## START Text passage

Progress pill
Introduction

Course overview

  • Welcome
  • What you will learn
  • Curriculum

Welcome

Welcome to this new course, glad you made it.
Why title this course Freedom as a Social Project? Because freedom is not an abstract utopia dreamed up by disconnected theorists. It is, first and foremost, a set of observable facts about human nature and the world we inhabit. The French liberal tradition of the 18th and 19th centuries, from the Physiocrats and Turgot to Frédéric Bastiat, Gustave de Molinari, Benjamin Constant, and Paul Leroy-Beaulieu, built an extraordinary intellectual edifice on this very insight. Their works, long buried under decades of interventionist consensus, deserve to be rediscovered.
This course, developed by the Institut Coppet and presented by Benoît Malbranc, invites you on a journey through the foundations, the history, and the practical mechanics of liberty. We will not merely define freedom in the abstract; we will anchor it in the concrete realities of human existence, trace its gradual conquest across centuries, and confront the sophisms that have been deployed to justify its suppression.

What you will learn

Why invest your time in studying 18th and 19th century French liberal thinkers? Because the questions they answered are the questions you face every day:
  • Defend your economic choices. When someone argues that the state should regulate prices, protect industries, or redistribute wealth, you will be able to identify the hidden costs and the fallacies behind these proposals, using Bastiat's method of what is seen and what is not seen.
  • Understand the origin of your rights. Property, freedom of speech, freedom of work: these are not gifts from government. You will discover that they arise from observable facts about human nature, facts that no decree can override.
  • Recognize manipulation. Politicians and intellectuals have always used sophisms to justify expanding their power at your expense. This course catalogs the most common ones and teaches you to dismantle them.

## END Text passage

### Written exercise A
In the course introduction, rewrite the passage from "This course, developed" to "is not seen.", changing "Institut Coppet" to "Coppet Institute".
### Written exercise B
Answer these questions using the course introduction:
(i) Who presents the course?
(ii) Whose method of what is seen and what is not seen will help you spot hidden costs?
(iii) Which three rights does the text say are not gifts from government?

## START Raw data

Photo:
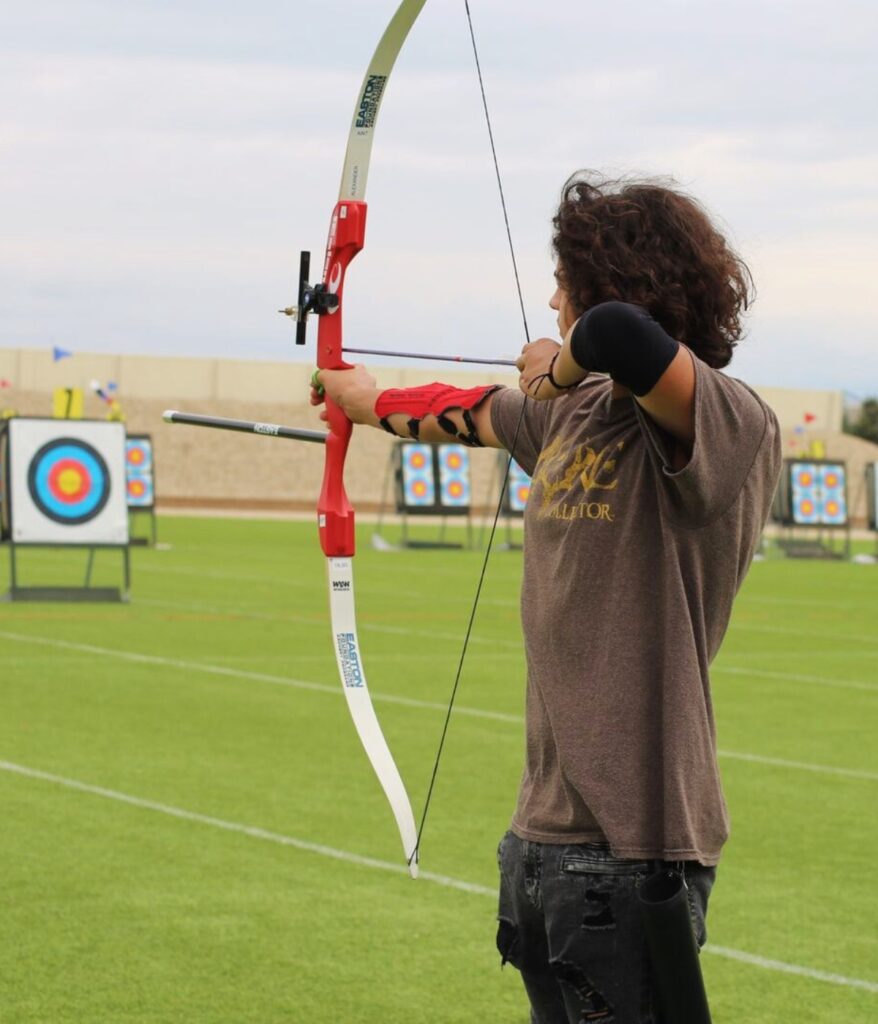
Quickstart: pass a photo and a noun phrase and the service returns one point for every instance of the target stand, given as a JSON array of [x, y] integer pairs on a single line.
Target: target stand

## END Raw data

### Full response A
This course, developed by the Coppet Institute and presented by Benoît Malbranc, invites you on a journey through the foundations, the history, and the practical mechanics of liberty. We will not merely define freedom in the abstract; we will anchor it in the concrete realities of human existence, trace its gradual conquest across centuries, and confront the sophisms that have been deployed to justify its suppression.

What you will learn

Why invest your time in studying 18th and 19th century French liberal thinkers? Because the questions they answered are the questions you face every day:
  • Defend your economic choices. When someone argues that the state should regulate prices, protect industries, or redistribute wealth, you will be able to identify the hidden costs and the fallacies behind these proposals, using Bastiat's method of what is seen and what is not seen.

### Full response B
(i) Benoît Malbranc
(ii) Bastiat's
(iii) Property, freedom of speech, and freedom of work